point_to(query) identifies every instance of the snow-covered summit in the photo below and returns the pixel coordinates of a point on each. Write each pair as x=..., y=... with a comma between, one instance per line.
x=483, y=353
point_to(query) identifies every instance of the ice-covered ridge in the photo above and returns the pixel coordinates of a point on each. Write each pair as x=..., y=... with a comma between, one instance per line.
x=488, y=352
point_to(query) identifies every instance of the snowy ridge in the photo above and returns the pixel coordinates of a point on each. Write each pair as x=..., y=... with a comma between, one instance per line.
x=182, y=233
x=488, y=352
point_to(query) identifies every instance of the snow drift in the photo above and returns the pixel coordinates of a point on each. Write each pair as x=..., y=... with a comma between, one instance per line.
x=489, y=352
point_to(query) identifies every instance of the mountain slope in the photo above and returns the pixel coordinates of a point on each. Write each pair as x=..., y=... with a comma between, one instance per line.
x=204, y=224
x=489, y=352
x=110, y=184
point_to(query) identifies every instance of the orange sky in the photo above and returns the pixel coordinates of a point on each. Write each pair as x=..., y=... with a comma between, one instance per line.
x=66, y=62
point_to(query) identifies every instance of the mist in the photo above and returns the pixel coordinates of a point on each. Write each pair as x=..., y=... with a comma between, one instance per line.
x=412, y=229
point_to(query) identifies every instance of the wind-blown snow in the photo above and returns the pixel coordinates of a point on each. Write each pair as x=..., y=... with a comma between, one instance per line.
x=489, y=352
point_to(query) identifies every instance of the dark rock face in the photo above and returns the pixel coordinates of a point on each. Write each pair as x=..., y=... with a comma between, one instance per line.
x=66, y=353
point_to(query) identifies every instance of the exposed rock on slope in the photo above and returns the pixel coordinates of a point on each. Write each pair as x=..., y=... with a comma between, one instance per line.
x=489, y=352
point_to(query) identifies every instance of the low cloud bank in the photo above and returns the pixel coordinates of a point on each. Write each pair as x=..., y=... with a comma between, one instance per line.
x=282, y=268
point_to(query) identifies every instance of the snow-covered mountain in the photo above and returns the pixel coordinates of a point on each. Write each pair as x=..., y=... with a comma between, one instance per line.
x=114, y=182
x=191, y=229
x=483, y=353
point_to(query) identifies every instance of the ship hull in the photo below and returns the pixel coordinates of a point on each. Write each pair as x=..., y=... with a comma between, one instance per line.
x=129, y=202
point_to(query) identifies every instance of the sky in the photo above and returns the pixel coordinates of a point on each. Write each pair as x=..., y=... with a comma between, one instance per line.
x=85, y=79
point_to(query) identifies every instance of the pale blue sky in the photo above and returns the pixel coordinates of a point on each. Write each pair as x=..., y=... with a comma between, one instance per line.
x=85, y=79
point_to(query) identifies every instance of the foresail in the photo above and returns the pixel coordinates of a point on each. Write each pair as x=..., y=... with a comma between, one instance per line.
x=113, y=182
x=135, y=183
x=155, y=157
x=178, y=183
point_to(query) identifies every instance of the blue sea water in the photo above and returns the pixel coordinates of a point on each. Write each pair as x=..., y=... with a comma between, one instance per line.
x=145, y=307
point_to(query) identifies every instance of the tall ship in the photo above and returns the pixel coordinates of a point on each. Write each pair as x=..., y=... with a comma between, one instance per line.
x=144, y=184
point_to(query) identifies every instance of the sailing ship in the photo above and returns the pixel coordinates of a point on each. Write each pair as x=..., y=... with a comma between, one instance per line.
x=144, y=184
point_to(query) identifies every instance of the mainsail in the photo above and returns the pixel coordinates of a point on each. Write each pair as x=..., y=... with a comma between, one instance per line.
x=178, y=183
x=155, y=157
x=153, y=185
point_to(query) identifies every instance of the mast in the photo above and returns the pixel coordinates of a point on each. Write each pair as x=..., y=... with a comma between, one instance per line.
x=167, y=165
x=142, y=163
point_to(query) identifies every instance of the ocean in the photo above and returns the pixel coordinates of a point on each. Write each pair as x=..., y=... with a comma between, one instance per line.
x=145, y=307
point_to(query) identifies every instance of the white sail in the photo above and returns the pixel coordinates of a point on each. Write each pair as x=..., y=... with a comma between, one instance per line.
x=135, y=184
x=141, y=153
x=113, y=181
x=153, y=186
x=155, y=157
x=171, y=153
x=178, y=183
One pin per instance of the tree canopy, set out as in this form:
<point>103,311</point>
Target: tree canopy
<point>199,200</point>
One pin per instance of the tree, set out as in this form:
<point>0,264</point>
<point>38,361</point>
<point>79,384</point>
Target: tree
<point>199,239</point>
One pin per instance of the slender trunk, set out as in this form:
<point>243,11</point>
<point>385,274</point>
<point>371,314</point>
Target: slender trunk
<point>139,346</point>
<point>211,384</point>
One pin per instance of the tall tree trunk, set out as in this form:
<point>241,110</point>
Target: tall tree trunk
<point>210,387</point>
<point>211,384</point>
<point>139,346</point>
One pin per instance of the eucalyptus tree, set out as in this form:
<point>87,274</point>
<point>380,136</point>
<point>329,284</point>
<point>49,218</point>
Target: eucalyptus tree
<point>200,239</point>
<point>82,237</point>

**PROBLEM TO WORK ON:**
Please output each record exactly as it appears above.

**EXPECTED ANSWER:**
point_to(query) identifies every instance of the snow-covered summit in the photo below and returns the pixel coordinates of a point on each. Write each pair as x=..., y=... with a comma between, one instance per line.
x=483, y=353
point_to(query) identifies every instance of the ice-covered ridge in the photo above and returns the pixel coordinates of a point on each. Write each pair as x=..., y=... with a comma between, one instance per line.
x=488, y=352
point_to(query) identifies every instance of the snowy ridge in the photo above and returns the pixel coordinates of a point on each. Write each pair as x=..., y=... with a comma between, one instance per line.
x=182, y=233
x=488, y=352
point_to(query) identifies every instance of the snow drift in the photo above and returns the pixel coordinates of a point on each. Write each pair as x=..., y=... with a comma between, one instance per line.
x=489, y=352
point_to(query) identifies every instance of the mountain slope in the photo above and returns the pixel coordinates of a point on each. Write each pair as x=..., y=... with a comma between, one instance per line.
x=204, y=224
x=489, y=352
x=110, y=184
point_to(query) identifies every instance of the orange sky in the photo above and returns the pixel coordinates of a point on each. Write each pair as x=..., y=... with a comma between, one instance per line.
x=66, y=62
point_to(query) identifies every instance of the mist in the photo above and returns the pixel coordinates of a point on each. Write each pair as x=..., y=... with a comma between, one instance per line.
x=412, y=229
point_to(query) identifies every instance of the wind-blown snow in the photo above and returns the pixel coordinates of a point on each. Write each pair as x=..., y=... with a comma between, one instance per line.
x=489, y=352
point_to(query) identifies every instance of the dark rock face in the photo above and returns the pixel coordinates of a point on each. Write each pair as x=..., y=... with a comma between, one instance per line.
x=66, y=353
point_to(query) identifies every instance of the exposed rock on slope in the photo above and returns the pixel coordinates of a point on each. Write each pair as x=..., y=... with a comma between, one instance per line.
x=489, y=352
point_to(query) identifies every instance of the low cloud bank in the photo above and returns the pixel coordinates of a point on each. Write each pair as x=..., y=... with a comma between, one instance per line.
x=282, y=268
point_to(query) identifies every instance of the snow-covered mountain in the photo above and returns the pixel coordinates of a point on each. Write each pair as x=..., y=... with a comma between, one instance per line.
x=114, y=182
x=191, y=229
x=483, y=353
point_to(query) identifies every instance of the ship hull in the photo below and returns the pixel coordinates of a point on each. Write each pair as x=..., y=... with a comma between, one instance per line.
x=129, y=202
point_to(query) identifies every instance of the sky in the photo above and returns the pixel coordinates of a point on each. Write each pair as x=..., y=... with a comma between, one instance per line.
x=85, y=79
point_to(query) identifies every instance of the pale blue sky in the photo above and returns the pixel coordinates of a point on each. Write each pair as x=..., y=... with a comma between, one instance per line.
x=85, y=79
point_to(query) identifies every instance of the foresail in the photo above and returns the pixel coordinates of a point on each. Write each pair as x=..., y=... with a comma between, one instance per line.
x=113, y=182
x=135, y=183
x=155, y=157
x=178, y=183
point_to(query) identifies every instance of the blue sea water in the photo above and returns the pixel coordinates of a point on each. Write each pair as x=..., y=... with a comma between, one instance per line.
x=145, y=307
point_to(query) identifies every instance of the tall ship in the photo above and returns the pixel coordinates of a point on each. Write each pair as x=..., y=... with a comma between, one instance per line.
x=144, y=184
point_to(query) identifies every instance of the sailing ship in the photo above and returns the pixel coordinates of a point on each. Write each pair as x=..., y=... with a comma between, one instance per line.
x=144, y=184
point_to(query) identifies every instance of the mainsail in the photo above and returns the pixel coordinates of a point on each. Write each pair as x=..., y=... with a comma between, one instance per line.
x=178, y=183
x=155, y=157
x=153, y=185
point_to(query) identifies every instance of the mast in the photo above and returns the pixel coordinates of a point on each. Write each pair as x=..., y=... with a comma between, one instance per line.
x=167, y=165
x=142, y=163
point_to(query) identifies every instance of the ocean in the photo above and returns the pixel coordinates of a point on each. Write each pair as x=..., y=... with a comma between, one instance per line.
x=145, y=307
point_to(query) identifies every instance of the white sail in the photo above and returns the pixel coordinates of a point on each. Write each pair as x=..., y=... with a comma between, one instance per line.
x=135, y=184
x=141, y=153
x=113, y=181
x=153, y=186
x=155, y=157
x=171, y=153
x=178, y=183
One pin per instance of the tree canopy, set out as in this form:
<point>103,311</point>
Target: tree canopy
<point>199,200</point>
One pin per instance of the tree, set out as in this form:
<point>0,264</point>
<point>38,361</point>
<point>79,384</point>
Target: tree
<point>199,239</point>
One pin per instance of the slender trunk, set out as in this form:
<point>243,11</point>
<point>385,274</point>
<point>371,314</point>
Target: slender trunk
<point>139,346</point>
<point>211,384</point>
One pin per instance of the tall tree trunk, set out as in this form:
<point>241,110</point>
Target: tall tree trunk
<point>210,387</point>
<point>211,384</point>
<point>139,346</point>
One pin per instance of the eucalyptus tree, set out as in this form:
<point>87,274</point>
<point>380,136</point>
<point>329,284</point>
<point>49,218</point>
Target: eucalyptus tree
<point>200,239</point>
<point>82,237</point>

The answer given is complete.